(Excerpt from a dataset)
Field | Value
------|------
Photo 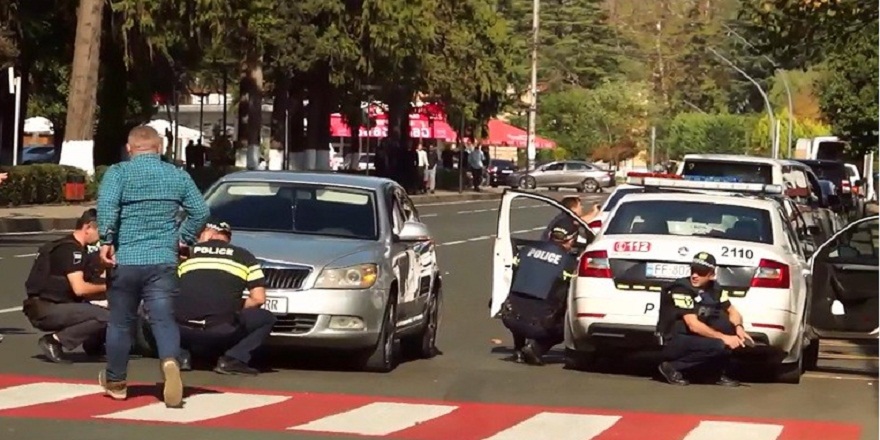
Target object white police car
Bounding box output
[565,178,818,383]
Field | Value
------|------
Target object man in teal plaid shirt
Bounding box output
[98,126,208,408]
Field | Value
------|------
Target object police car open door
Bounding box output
[808,215,880,339]
[489,189,593,318]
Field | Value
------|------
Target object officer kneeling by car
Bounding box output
[501,220,578,365]
[657,252,754,387]
[22,209,110,363]
[175,219,275,375]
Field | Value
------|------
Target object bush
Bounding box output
[0,164,89,206]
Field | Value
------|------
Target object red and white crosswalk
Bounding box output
[0,375,860,440]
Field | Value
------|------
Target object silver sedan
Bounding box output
[507,160,616,193]
[205,171,442,372]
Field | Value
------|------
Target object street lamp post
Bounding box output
[707,47,779,159]
[724,24,794,158]
[526,0,541,171]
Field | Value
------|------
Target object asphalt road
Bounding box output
[0,196,878,440]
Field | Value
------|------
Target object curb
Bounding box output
[0,193,501,234]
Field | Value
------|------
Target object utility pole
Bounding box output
[723,24,794,159]
[526,0,541,171]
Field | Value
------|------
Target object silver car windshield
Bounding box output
[206,182,379,240]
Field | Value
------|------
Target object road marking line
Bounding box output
[485,412,621,440]
[684,421,784,440]
[288,402,458,436]
[0,382,103,410]
[95,393,291,423]
[0,306,21,315]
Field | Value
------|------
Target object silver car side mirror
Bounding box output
[397,222,431,242]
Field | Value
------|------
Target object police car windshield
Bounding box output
[206,182,379,240]
[681,159,773,185]
[605,200,773,244]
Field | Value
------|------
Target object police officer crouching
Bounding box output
[501,220,578,365]
[22,209,110,363]
[657,252,754,387]
[175,219,275,375]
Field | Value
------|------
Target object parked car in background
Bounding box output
[507,160,616,193]
[19,145,55,165]
[797,159,857,215]
[487,159,519,188]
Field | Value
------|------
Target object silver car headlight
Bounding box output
[315,264,379,289]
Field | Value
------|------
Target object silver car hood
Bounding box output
[232,231,381,269]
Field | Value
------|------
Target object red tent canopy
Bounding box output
[480,119,556,149]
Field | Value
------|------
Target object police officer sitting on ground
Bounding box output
[501,219,579,365]
[657,252,754,387]
[175,219,275,375]
[542,196,599,240]
[22,209,110,363]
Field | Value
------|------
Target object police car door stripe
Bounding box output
[0,382,103,411]
[684,422,783,440]
[288,402,458,435]
[485,412,624,440]
[96,393,290,423]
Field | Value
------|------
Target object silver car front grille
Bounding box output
[272,313,318,334]
[263,268,311,289]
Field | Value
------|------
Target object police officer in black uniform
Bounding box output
[22,209,110,363]
[501,220,578,365]
[175,219,275,375]
[657,252,754,387]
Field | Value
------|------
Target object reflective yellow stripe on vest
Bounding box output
[177,257,249,281]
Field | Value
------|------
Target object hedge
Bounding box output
[0,164,470,206]
[0,164,240,206]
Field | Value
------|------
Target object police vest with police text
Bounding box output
[510,242,575,299]
[24,236,79,303]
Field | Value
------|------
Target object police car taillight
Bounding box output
[752,258,791,289]
[578,251,611,278]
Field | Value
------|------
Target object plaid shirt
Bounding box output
[98,154,209,266]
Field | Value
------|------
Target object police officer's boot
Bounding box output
[522,340,544,366]
[37,334,70,364]
[657,362,691,385]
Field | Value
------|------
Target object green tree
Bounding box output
[819,31,880,159]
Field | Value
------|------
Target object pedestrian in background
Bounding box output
[98,126,208,407]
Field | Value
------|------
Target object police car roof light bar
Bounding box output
[636,177,782,194]
[626,171,682,185]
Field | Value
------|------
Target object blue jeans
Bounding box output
[107,264,180,381]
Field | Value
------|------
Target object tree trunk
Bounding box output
[236,50,263,170]
[268,74,291,170]
[59,0,104,173]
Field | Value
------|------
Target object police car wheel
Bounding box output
[401,288,441,359]
[359,298,397,373]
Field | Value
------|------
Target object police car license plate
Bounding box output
[263,297,287,315]
[645,263,691,280]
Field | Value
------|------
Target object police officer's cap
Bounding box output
[205,217,232,235]
[691,252,717,271]
[550,219,578,241]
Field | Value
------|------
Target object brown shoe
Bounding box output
[98,370,128,400]
[162,358,183,408]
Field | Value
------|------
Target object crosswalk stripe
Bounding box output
[0,382,103,411]
[486,412,620,440]
[684,422,783,440]
[96,393,290,423]
[288,402,458,436]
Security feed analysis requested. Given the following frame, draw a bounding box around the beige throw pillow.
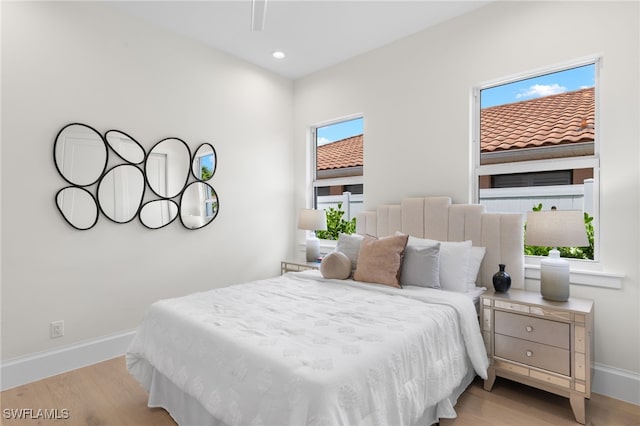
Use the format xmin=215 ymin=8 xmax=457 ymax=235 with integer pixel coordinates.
xmin=320 ymin=251 xmax=351 ymax=280
xmin=353 ymin=235 xmax=409 ymax=288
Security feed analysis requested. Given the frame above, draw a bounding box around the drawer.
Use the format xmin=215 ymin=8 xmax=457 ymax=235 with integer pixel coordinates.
xmin=494 ymin=311 xmax=570 ymax=349
xmin=494 ymin=334 xmax=571 ymax=376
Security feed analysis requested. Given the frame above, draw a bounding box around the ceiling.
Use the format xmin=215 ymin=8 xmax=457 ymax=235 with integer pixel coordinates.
xmin=108 ymin=0 xmax=489 ymax=79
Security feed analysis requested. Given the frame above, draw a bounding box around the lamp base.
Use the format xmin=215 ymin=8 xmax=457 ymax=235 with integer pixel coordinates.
xmin=307 ymin=237 xmax=320 ymax=262
xmin=540 ymin=250 xmax=569 ymax=302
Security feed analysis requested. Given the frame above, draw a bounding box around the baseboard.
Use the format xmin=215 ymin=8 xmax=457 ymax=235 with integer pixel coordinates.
xmin=0 ymin=330 xmax=640 ymax=405
xmin=0 ymin=330 xmax=135 ymax=390
xmin=591 ymin=363 xmax=640 ymax=405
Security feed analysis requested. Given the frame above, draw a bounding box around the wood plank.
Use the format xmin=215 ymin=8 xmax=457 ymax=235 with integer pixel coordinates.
xmin=0 ymin=357 xmax=640 ymax=426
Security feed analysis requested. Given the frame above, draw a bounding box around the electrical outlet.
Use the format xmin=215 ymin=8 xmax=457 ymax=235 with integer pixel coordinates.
xmin=51 ymin=320 xmax=64 ymax=339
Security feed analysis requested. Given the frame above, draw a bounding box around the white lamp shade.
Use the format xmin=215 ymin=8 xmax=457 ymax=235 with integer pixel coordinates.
xmin=524 ymin=210 xmax=589 ymax=247
xmin=298 ymin=209 xmax=327 ymax=231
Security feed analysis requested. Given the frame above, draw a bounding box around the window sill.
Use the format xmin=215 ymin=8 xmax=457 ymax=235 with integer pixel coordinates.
xmin=524 ymin=256 xmax=624 ymax=289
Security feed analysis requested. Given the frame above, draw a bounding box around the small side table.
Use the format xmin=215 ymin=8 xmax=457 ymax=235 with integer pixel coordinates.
xmin=480 ymin=289 xmax=594 ymax=424
xmin=280 ymin=259 xmax=320 ymax=274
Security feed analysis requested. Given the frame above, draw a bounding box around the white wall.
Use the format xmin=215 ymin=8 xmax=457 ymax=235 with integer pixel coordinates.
xmin=2 ymin=2 xmax=294 ymax=361
xmin=294 ymin=2 xmax=640 ymax=386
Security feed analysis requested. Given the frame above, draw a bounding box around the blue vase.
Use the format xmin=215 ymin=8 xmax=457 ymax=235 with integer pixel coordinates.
xmin=493 ymin=263 xmax=511 ymax=293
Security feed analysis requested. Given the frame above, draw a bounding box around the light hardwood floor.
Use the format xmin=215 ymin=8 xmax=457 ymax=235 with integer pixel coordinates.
xmin=0 ymin=357 xmax=640 ymax=426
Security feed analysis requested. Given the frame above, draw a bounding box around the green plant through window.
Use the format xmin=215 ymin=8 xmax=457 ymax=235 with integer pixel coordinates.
xmin=524 ymin=203 xmax=594 ymax=260
xmin=316 ymin=203 xmax=356 ymax=240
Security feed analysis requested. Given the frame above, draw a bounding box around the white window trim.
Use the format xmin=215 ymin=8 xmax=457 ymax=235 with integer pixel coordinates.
xmin=469 ymin=55 xmax=624 ymax=289
xmin=307 ymin=113 xmax=364 ymax=208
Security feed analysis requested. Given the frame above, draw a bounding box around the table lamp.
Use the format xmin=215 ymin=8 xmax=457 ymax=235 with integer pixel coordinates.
xmin=298 ymin=209 xmax=327 ymax=262
xmin=524 ymin=208 xmax=589 ymax=302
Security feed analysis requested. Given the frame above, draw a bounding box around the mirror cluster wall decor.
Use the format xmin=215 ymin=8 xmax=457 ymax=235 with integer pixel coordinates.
xmin=53 ymin=123 xmax=219 ymax=230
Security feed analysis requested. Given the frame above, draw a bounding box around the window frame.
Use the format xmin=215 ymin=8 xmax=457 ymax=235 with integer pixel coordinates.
xmin=307 ymin=113 xmax=364 ymax=209
xmin=469 ymin=55 xmax=602 ymax=262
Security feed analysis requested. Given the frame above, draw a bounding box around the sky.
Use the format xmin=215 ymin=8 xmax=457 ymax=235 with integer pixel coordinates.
xmin=316 ymin=117 xmax=364 ymax=146
xmin=480 ymin=64 xmax=595 ymax=108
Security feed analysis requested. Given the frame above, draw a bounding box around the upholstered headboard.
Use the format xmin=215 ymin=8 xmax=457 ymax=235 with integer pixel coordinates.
xmin=356 ymin=197 xmax=524 ymax=289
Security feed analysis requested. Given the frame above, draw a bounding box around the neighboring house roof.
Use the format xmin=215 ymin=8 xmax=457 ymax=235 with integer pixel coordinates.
xmin=480 ymin=87 xmax=595 ymax=152
xmin=316 ymin=135 xmax=364 ymax=170
xmin=317 ymin=87 xmax=595 ymax=170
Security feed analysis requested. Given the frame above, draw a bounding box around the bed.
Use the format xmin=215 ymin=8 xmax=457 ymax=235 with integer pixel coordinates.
xmin=126 ymin=197 xmax=524 ymax=425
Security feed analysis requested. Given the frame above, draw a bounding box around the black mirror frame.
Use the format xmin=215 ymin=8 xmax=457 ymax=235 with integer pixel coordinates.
xmin=178 ymin=180 xmax=220 ymax=231
xmin=138 ymin=198 xmax=180 ymax=230
xmin=191 ymin=142 xmax=218 ymax=182
xmin=104 ymin=129 xmax=147 ymax=165
xmin=143 ymin=137 xmax=192 ymax=200
xmin=96 ymin=164 xmax=146 ymax=223
xmin=53 ymin=123 xmax=109 ymax=187
xmin=53 ymin=185 xmax=100 ymax=231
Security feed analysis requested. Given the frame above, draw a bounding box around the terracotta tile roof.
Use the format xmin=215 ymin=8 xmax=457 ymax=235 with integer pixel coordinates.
xmin=317 ymin=135 xmax=364 ymax=170
xmin=480 ymin=88 xmax=595 ymax=152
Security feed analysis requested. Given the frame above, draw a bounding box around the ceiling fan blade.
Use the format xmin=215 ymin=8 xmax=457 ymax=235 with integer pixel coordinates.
xmin=251 ymin=0 xmax=267 ymax=31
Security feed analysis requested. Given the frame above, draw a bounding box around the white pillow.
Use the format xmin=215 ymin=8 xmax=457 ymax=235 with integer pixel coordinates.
xmin=467 ymin=246 xmax=487 ymax=290
xmin=335 ymin=233 xmax=364 ymax=275
xmin=400 ymin=242 xmax=440 ymax=288
xmin=408 ymin=237 xmax=477 ymax=293
xmin=320 ymin=251 xmax=351 ymax=280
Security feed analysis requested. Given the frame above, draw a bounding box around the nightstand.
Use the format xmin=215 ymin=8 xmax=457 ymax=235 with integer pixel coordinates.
xmin=280 ymin=260 xmax=320 ymax=274
xmin=480 ymin=289 xmax=593 ymax=424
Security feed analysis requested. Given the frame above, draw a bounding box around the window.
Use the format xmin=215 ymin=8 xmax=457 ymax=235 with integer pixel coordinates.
xmin=311 ymin=116 xmax=364 ymax=220
xmin=473 ymin=58 xmax=599 ymax=259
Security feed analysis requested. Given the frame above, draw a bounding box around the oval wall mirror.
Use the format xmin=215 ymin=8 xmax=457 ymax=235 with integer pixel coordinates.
xmin=53 ymin=123 xmax=109 ymax=186
xmin=98 ymin=164 xmax=144 ymax=223
xmin=104 ymin=130 xmax=145 ymax=164
xmin=139 ymin=200 xmax=178 ymax=229
xmin=144 ymin=138 xmax=191 ymax=198
xmin=191 ymin=143 xmax=217 ymax=182
xmin=56 ymin=186 xmax=98 ymax=231
xmin=180 ymin=182 xmax=220 ymax=229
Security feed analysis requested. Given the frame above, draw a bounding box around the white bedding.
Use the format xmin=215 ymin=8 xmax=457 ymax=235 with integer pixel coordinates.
xmin=127 ymin=271 xmax=488 ymax=425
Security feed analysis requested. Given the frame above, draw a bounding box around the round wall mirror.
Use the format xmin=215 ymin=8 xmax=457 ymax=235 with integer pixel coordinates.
xmin=104 ymin=130 xmax=145 ymax=164
xmin=56 ymin=186 xmax=98 ymax=231
xmin=144 ymin=138 xmax=191 ymax=198
xmin=53 ymin=123 xmax=109 ymax=186
xmin=98 ymin=164 xmax=144 ymax=223
xmin=139 ymin=200 xmax=178 ymax=229
xmin=180 ymin=182 xmax=220 ymax=229
xmin=191 ymin=143 xmax=217 ymax=182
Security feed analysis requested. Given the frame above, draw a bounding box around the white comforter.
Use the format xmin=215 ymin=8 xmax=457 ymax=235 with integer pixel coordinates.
xmin=126 ymin=272 xmax=488 ymax=425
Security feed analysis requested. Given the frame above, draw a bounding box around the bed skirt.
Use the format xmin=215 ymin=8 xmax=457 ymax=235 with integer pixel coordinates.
xmin=139 ymin=360 xmax=476 ymax=426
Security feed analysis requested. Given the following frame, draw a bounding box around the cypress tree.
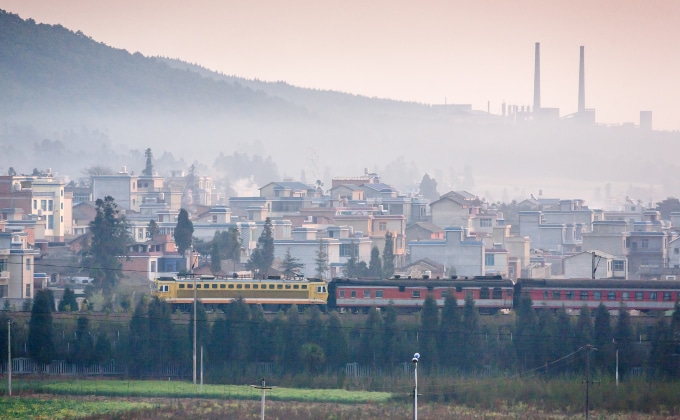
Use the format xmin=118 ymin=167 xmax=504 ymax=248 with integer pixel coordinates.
xmin=27 ymin=290 xmax=54 ymax=363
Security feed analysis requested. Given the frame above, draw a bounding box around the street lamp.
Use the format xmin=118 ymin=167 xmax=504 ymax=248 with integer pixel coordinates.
xmin=411 ymin=353 xmax=420 ymax=420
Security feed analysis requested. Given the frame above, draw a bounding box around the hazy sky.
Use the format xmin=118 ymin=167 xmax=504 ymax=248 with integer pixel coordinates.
xmin=0 ymin=0 xmax=680 ymax=130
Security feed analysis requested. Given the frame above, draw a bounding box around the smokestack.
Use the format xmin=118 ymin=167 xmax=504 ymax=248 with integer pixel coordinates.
xmin=534 ymin=42 xmax=541 ymax=113
xmin=578 ymin=45 xmax=586 ymax=114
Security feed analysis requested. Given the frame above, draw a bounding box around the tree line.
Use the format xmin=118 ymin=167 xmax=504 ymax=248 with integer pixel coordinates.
xmin=0 ymin=290 xmax=680 ymax=378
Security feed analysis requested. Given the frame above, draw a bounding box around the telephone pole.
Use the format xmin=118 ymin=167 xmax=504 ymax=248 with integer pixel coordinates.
xmin=250 ymin=378 xmax=275 ymax=420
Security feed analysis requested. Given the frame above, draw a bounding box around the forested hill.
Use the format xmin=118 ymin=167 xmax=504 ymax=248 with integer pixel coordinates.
xmin=0 ymin=10 xmax=301 ymax=113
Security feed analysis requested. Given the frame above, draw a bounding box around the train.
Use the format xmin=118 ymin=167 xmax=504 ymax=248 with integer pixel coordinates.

**What you will do:**
Exactly as written, give the line containing "the tree line." and all remaining lines of the records.

**Full solution:**
Security feed analysis requested. Given the frame above, draw a bounding box around the tree line.
Use the format xmin=118 ymin=167 xmax=504 ymax=248 with integer pixel coordinates.
xmin=0 ymin=290 xmax=680 ymax=378
Security feed analysis requested. Given the frame above, draw a bounding box around the telephone pole.
Use the format xmin=118 ymin=167 xmax=504 ymax=248 with integer pixel coordinates.
xmin=250 ymin=378 xmax=275 ymax=420
Security feed analysis requested. Given the frame above, draw a bounding box around the forested hill.
Use the format xmin=118 ymin=167 xmax=504 ymax=248 with integer pixel coordinates.
xmin=0 ymin=10 xmax=301 ymax=113
Security feed analysis requested. Given the frame above, draw a bounding box around the train.
Use the format xmin=118 ymin=167 xmax=504 ymax=248 with integer pixel coordinates.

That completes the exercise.